**Page excerpt:**

------------------------

Re: [4.15-rc9] fs_reclaim lockdep trace
From: Tetsuo Handa
Date: Sat Jan 27 2018 - 20:17:32 EST
Linus Torvalds wrote:
> On Sat, Jan 27, 2018 at 2:24 PM, Dave Jones <davej@xxxxxxxxxxxxxxxxx> wrote:
>> On Tue, Jan 23, 2018 at 08:36:51PM -0500, Dave Jones wrote:
>> > Just triggered this on a server I was rsync'ing to.
>>
>> Actually, I can trigger this really easily, even with an rsync from one
>> disk to another. Though that also smells a little like networking in
>> the traces. Maybe netdev has ideas.
>
> Is this new to 4.15? Or is it just that you're testing something new?

------------------------

**Rows:**
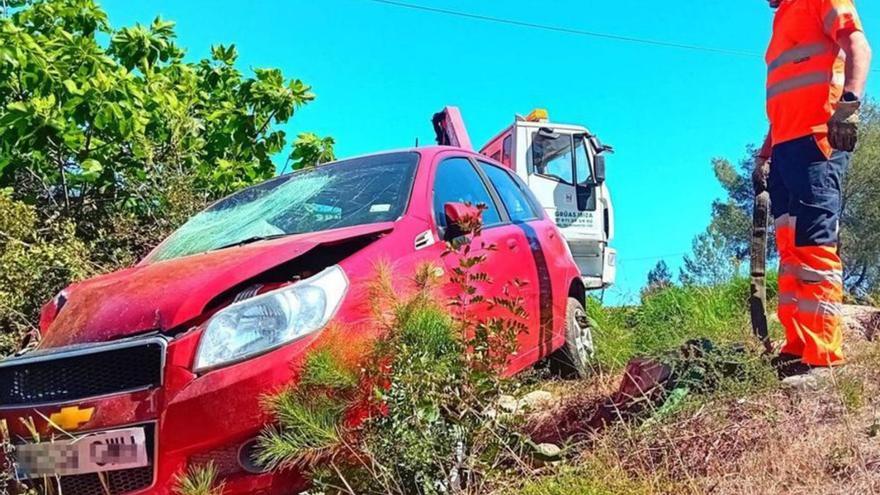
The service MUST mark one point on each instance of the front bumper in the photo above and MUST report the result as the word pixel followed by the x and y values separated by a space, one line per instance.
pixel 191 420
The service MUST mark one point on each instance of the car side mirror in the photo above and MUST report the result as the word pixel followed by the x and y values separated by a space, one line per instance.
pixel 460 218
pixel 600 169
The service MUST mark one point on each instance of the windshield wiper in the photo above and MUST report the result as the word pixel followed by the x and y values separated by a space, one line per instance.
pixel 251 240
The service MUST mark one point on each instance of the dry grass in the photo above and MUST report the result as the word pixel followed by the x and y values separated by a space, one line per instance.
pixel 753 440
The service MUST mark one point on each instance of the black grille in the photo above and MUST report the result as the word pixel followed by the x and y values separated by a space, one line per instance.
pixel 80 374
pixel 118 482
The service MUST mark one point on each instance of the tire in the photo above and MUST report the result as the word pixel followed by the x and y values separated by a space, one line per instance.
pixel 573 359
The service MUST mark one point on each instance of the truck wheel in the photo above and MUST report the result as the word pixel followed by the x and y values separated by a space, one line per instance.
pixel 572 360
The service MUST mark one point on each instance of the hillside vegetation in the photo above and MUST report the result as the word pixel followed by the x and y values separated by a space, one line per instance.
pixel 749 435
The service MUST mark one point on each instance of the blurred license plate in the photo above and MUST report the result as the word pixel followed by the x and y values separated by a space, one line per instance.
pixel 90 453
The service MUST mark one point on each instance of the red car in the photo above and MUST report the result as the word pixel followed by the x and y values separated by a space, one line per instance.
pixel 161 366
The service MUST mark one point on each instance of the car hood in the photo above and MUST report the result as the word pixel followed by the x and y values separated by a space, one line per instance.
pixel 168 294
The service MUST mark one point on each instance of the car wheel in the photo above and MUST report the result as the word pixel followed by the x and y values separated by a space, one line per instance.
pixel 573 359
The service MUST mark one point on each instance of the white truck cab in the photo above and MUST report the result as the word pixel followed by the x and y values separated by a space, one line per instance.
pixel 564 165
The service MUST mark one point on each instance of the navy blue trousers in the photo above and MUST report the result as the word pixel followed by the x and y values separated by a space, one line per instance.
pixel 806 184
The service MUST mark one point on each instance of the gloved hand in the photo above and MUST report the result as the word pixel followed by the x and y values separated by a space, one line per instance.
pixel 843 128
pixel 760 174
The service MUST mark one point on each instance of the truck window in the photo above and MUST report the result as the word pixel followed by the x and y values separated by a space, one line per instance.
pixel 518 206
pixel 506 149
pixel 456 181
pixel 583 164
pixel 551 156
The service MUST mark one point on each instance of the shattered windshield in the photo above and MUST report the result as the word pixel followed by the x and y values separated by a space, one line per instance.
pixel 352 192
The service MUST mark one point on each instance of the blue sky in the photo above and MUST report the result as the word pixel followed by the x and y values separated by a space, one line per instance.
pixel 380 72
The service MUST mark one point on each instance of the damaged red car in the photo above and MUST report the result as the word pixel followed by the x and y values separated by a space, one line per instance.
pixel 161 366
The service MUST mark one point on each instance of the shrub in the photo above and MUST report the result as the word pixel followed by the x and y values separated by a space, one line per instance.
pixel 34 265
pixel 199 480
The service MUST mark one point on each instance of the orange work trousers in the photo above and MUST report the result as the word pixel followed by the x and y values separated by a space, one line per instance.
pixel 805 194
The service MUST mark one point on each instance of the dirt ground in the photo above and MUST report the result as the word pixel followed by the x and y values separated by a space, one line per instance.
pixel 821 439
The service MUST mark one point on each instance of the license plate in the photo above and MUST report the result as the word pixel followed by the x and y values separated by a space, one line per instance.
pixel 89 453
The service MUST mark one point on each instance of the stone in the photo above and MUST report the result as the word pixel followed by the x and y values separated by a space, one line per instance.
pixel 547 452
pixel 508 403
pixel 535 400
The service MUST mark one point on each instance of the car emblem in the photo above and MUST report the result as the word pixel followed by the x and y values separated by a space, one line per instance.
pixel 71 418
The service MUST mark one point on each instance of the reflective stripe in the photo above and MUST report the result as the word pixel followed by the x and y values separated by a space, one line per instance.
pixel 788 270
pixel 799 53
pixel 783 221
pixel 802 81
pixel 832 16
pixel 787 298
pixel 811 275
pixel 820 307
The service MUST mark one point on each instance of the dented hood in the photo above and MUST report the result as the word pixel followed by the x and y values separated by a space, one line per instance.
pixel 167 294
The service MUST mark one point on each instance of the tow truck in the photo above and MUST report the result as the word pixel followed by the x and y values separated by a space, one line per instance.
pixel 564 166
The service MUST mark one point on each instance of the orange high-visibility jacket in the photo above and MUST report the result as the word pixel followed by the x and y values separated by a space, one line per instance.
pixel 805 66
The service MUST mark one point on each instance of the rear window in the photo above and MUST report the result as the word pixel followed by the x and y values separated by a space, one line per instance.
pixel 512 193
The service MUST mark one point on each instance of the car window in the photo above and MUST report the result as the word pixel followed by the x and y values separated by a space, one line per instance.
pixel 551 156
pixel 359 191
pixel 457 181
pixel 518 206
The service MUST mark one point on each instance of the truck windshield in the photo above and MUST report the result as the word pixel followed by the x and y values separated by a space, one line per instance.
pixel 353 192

------------------------

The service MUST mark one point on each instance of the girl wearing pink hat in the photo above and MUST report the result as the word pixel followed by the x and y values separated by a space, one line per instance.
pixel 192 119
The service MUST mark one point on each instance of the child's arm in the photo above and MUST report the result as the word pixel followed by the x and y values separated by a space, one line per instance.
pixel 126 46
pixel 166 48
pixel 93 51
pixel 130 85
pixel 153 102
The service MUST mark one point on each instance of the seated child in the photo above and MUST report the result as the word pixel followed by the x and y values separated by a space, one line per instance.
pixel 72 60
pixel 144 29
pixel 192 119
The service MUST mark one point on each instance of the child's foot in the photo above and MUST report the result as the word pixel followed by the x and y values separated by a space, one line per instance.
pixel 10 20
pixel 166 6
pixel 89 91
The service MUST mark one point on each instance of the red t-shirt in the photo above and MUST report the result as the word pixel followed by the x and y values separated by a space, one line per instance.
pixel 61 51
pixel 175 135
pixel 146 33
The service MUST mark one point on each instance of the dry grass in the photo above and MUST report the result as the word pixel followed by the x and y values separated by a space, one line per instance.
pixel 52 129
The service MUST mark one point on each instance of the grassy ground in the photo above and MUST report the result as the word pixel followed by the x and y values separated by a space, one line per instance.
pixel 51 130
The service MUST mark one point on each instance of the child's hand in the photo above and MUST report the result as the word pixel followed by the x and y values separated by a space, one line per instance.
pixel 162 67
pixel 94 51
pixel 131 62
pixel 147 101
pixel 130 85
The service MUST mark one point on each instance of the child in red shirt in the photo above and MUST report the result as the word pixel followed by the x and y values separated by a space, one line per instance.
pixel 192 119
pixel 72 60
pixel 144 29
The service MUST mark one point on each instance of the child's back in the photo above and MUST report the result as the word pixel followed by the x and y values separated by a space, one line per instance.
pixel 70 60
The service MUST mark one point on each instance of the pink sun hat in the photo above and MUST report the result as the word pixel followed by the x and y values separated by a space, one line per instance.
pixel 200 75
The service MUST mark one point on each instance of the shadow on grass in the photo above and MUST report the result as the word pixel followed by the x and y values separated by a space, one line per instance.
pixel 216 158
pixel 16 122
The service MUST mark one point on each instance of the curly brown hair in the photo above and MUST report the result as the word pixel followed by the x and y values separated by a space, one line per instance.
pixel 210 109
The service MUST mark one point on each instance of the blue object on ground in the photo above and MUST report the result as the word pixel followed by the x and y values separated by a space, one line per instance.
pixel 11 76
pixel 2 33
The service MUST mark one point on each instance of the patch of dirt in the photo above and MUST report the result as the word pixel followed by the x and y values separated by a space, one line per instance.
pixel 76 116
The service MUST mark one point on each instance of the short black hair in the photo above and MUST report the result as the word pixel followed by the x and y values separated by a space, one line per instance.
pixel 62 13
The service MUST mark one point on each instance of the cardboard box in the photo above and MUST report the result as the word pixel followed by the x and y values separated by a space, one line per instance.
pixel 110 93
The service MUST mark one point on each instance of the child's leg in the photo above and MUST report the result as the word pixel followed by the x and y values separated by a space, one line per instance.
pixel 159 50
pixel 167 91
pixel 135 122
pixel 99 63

------------------------

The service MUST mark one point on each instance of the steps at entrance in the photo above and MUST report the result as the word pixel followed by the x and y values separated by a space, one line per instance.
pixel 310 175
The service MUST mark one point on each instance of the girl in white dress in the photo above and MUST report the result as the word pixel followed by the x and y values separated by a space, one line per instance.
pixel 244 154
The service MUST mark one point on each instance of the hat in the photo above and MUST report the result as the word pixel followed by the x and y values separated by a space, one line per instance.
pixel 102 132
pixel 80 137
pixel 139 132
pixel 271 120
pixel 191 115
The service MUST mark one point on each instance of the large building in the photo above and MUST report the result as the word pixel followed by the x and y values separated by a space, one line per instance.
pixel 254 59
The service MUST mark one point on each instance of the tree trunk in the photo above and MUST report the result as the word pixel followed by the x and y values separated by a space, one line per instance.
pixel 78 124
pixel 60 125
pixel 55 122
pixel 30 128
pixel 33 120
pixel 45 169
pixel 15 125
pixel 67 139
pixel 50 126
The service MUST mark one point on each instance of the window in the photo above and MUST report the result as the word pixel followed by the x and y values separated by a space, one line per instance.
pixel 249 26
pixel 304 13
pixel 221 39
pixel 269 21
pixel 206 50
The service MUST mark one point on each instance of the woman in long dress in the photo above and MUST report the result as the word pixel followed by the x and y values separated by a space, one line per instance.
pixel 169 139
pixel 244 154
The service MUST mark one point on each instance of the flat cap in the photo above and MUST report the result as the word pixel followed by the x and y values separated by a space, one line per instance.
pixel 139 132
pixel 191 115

------------------------

**Exercise details:** Please reproduce the stretch of the fs_reclaim lockdep thread from "Re: [4.15-rc9] fs_reclaim" through "testing something new?", keeping every character as it appears.

**Result of the task:**
Re: [4.15-rc9] fs_reclaim lockdep trace
From: Tetsuo Handa
Date: Sat Jan 27 2018 - 20:17:32 EST
Linus Torvalds wrote:
> On Sat, Jan 27, 2018 at 2:24 PM, Dave Jones <davej@xxxxxxxxxxxxxxxxx> wrote:
>> On Tue, Jan 23, 2018 at 08:36:51PM -0500, Dave Jones wrote:
>> > Just triggered this on a server I was rsync'ing to.
>>
>> Actually, I can trigger this really easily, even with an rsync from one
>> disk to another. Though that also smells a little like networking in
>> the traces. Maybe netdev has ideas.
>
> Is this new to 4.15? Or is it just that you're testing something new?